What you are asked to do ▸ Pull out everything in the movie reviews from "Exhibit G: The" down to "of the aggravation.", copying it word for word.

Text ▸
Monday, October 20, 2008

Prem Kahani

I think this is the only film I've seen where I was rooting for the hero to die for most of the movie. The putative hero, Rajesh (Rajesh Khanna), a poet-cum-freedom-fighter, seems to be headed in that direction from pretty early on in, but is apparently determined to spread as much pain and devastation in the lives of others as he can along the way.

Exhibit A: British woman who witnesses Rajesh murder her husband right in front of her.

Exhibit B: Dead niece, killed by her own mother to keep Rajesh safe.

Exhibit C: Widowed sister-in-law, whom he apparently never thinks about again after the extremely traumatic incident with the niece.

Exhibit D: Truck driver (Vinod Khanna) tortured by the police because he knows Rajesh's whereabouts.

Exhibit E: Jilted girlfriend (Mumtaz).

Exhibit F: Best friend (Shashi Kapoor), who just so happens to have married the jilted girlfriend on the day Rajesh arrives seeking help.*

Exhibit G: The audience.
I rest my case.

Also on my list of pet peeves: men who prioritize their male friends over everything else.

That's not to say that the movie is all bad -- I enjoyed some of the songs, Shashi and Mumtaz have some nice scenes together, and I thought Vinod put in a compelling performance in his small role. But, for me, these good things did not outweigh all of the aggravation.

* I watched this movie the night after watching Kabhi Kabhie, and I noticed a common theme here -- in both, a girl who's in love with a poet ends up being married off to Shashi Kapoor instead. I don't think that's such a bad deal. In fact, does anyone know a poet?

Saturday, October 18, 2008

Mehndi Lagi Mere Haath

I knew nothing about this movie when I bought it except that it starred Shashi Kapoor and came out in the same year as Prem Patra, a Shashi movie I had recently watched and enjoyed. I bought it hoping for some Shasiliciouness, and I wasn't disappointed.

Deepak (Shashi Kapoor), a young doctor, meets Rajni (Nanda) at his sister's wedding. It's clear that their attraction is mutual, although Rajni plays coy.

Naturally, Deepak adds some embellishments when he tells his friends about their meeting.

Information given ▸

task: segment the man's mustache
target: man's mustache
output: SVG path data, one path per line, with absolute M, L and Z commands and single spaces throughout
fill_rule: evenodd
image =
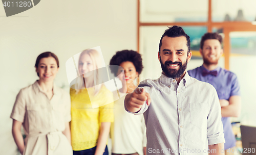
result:
M 182 64 L 181 62 L 175 61 L 175 62 L 173 62 L 172 61 L 166 61 L 164 63 L 164 65 L 166 66 L 167 65 L 172 65 L 172 64 L 179 64 L 180 66 L 181 66 Z

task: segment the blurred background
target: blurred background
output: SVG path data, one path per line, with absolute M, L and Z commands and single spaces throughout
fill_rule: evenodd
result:
M 221 34 L 224 54 L 219 65 L 237 74 L 241 87 L 242 113 L 232 121 L 256 126 L 255 6 L 254 0 L 43 0 L 8 17 L 0 7 L 0 154 L 18 154 L 10 115 L 19 90 L 38 79 L 34 66 L 40 53 L 58 56 L 55 82 L 68 92 L 66 61 L 98 46 L 106 65 L 117 51 L 138 51 L 144 66 L 140 81 L 157 79 L 161 72 L 159 40 L 167 26 L 174 25 L 182 27 L 191 38 L 188 69 L 203 63 L 201 36 Z M 241 148 L 239 126 L 233 130 Z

Exercise response ▸
Exhibit G: The audience.
I rest my case.

Also on my list of pet peeves: men who prioritize their male friends over everything else.

That's not to say that the movie is all bad -- I enjoyed some of the songs, Shashi and Mumtaz have some nice scenes together, and I thought Vinod put in a compelling performance in his small role. But, for me, these good things did not outweigh all of the aggravation.